Problem description: Return only those lines of the material that contain "tree".
Exercise material START
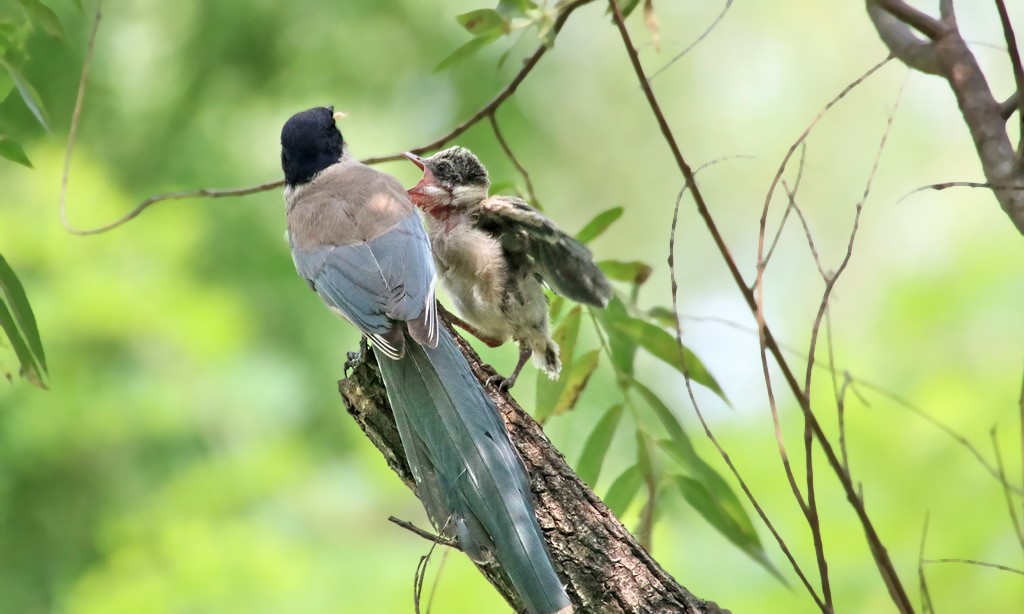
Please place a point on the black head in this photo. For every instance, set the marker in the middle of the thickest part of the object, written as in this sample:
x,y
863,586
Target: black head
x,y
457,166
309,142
Exercise material END
Exercise material START
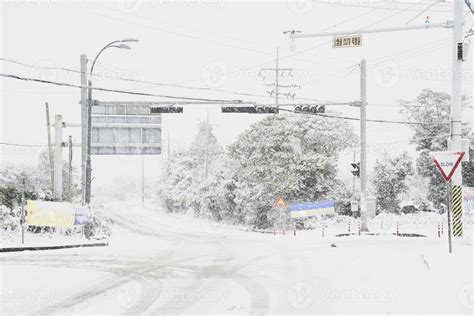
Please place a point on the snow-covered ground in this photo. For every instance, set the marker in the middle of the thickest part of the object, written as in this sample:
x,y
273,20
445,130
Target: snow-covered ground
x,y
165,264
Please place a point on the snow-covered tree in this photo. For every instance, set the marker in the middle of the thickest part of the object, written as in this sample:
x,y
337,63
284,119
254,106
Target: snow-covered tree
Exercise material END
Answer section:
Please place a point on the snow-covered tree in this photo. For every instance, set the marker in the middle of the thickest part of the object, written as in this sample:
Target: snow-covered tree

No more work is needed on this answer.